■ WHAT THE TASK REQUIRES:
Convert every one of the lines below into a numbered list, skipping blank lines and leaving the pictures out.

■ SUPPLIED DATA:

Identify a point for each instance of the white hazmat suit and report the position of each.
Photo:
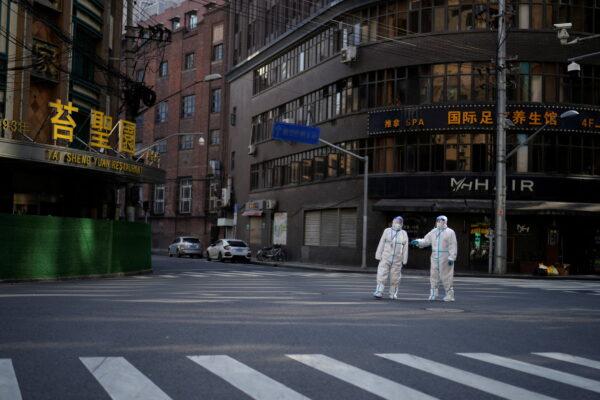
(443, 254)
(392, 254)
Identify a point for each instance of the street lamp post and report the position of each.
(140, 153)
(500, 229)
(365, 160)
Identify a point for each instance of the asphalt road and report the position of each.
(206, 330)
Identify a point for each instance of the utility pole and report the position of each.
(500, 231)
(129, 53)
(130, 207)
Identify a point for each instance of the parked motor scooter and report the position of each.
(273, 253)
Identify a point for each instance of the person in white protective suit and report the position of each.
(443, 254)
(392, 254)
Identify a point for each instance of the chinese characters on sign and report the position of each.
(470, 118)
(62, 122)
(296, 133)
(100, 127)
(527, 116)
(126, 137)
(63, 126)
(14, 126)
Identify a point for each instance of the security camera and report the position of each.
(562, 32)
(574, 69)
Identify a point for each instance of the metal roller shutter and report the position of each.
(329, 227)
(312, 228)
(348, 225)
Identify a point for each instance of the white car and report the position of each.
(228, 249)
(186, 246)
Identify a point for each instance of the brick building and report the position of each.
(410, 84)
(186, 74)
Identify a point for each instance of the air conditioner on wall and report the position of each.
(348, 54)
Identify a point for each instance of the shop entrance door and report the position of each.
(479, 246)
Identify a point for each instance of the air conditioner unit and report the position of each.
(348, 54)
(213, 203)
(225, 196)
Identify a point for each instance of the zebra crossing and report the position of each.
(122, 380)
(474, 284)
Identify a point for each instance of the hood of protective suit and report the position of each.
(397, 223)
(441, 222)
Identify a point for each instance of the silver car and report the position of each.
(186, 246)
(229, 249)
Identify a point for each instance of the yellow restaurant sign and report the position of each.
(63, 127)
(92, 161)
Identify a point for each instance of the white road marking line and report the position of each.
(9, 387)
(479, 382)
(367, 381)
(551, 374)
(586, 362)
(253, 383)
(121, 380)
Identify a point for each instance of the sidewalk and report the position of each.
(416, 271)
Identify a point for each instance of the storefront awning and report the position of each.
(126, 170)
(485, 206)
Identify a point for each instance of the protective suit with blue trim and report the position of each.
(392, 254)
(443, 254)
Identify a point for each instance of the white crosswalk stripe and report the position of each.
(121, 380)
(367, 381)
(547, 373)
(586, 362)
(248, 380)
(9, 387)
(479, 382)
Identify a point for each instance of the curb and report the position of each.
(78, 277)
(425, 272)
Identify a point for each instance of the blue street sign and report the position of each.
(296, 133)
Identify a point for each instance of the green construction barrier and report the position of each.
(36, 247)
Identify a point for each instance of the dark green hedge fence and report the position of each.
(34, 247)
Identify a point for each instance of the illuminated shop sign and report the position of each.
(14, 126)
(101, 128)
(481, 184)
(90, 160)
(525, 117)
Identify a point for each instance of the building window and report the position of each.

■ SOLUTION TO THIS EXERCISE:
1. Identify a point for each instance of the white hazmat suit and report the position of each.
2. Photo:
3. (443, 254)
4. (392, 254)
5. Identify a point for each instance of the street lamp post and report the position of each.
6. (140, 153)
7. (500, 229)
8. (365, 160)
9. Identify a point for each instance of the asphalt road and report the position of each.
10. (206, 330)
11. Identify a point for each instance of the utility pole and report the position of each.
12. (500, 231)
13. (129, 53)
14. (130, 207)
15. Identify a point for each instance of the parked motor scooter and report the position of each.
16. (273, 253)
17. Identify a point for each instance of the person in white protective suit and report the position of each.
18. (443, 254)
19. (392, 254)
20. Identify a point for each instance of the chinese characters on sign and report the position of each.
21. (470, 118)
22. (62, 122)
23. (296, 133)
24. (100, 127)
25. (527, 116)
26. (126, 137)
27. (63, 126)
28. (14, 126)
29. Identify a point for each instance of the security camera and report the position of each.
30. (562, 32)
31. (574, 69)
32. Identify a point for each instance of the metal roller shutter and report the position of each.
33. (329, 227)
34. (312, 228)
35. (348, 225)
36. Identify a point for each instance of the white car and report the position of each.
37. (228, 249)
38. (186, 246)
39. Identify a point for each instance of the brick building and report the position of each.
40. (410, 84)
41. (186, 74)
42. Identify a point for each instance of the air conditioner on wall and report the position of each.
43. (348, 54)
44. Identify a point for each instance of the shop entrance door and report the position of each.
45. (479, 246)
46. Identify a point for each instance of the air conditioner unit and report the position of each.
47. (348, 54)
48. (213, 203)
49. (225, 196)
50. Identify a point for each instance of the zebra crossing and report the position of each.
51. (122, 380)
52. (474, 284)
53. Identify a point for each instance of the hood of protective suit and report the position of each.
54. (397, 223)
55. (441, 222)
56. Identify a point for each instance of the silver car and report the position of each.
57. (186, 246)
58. (229, 249)
59. Identify a point for each instance of the yellow restaurant sign and report the position of each.
60. (63, 127)
61. (92, 161)
62. Identify a point for each instance of the white road marking line and report the position of each.
63. (9, 387)
64. (479, 382)
65. (367, 381)
66. (551, 374)
67. (586, 362)
68. (253, 383)
69. (121, 380)
70. Identify a point for each instance of the sidewalk and report the position of each.
71. (416, 271)
72. Identify a point for each instance of the storefront awning and report the position of each.
73. (126, 170)
74. (485, 206)
75. Identify a point for each instance of the protective suit with blue trim and report the position of each.
76. (392, 254)
77. (443, 254)
78. Identify a point for each instance of the white crosswalk stripe and report the position of each.
79. (121, 380)
80. (367, 381)
81. (547, 373)
82. (586, 362)
83. (248, 380)
84. (9, 387)
85. (479, 382)
86. Identify a point for each instance of the curb and report the position of each.
87. (78, 277)
88. (425, 272)
89. Identify a point for each instance of the blue street sign and report the position of each.
90. (296, 133)
91. Identify a point for each instance of the green construction barrier and report the position of each.
92. (36, 247)
93. Identify a point for each instance of the dark green hedge fence and report the position of each.
94. (34, 247)
95. Identify a point for each instance of the illuminated shop sign and report the position of each.
96. (14, 126)
97. (101, 128)
98. (481, 184)
99. (90, 160)
100. (525, 117)
101. Identify a point for each instance of the building window and report the position of each.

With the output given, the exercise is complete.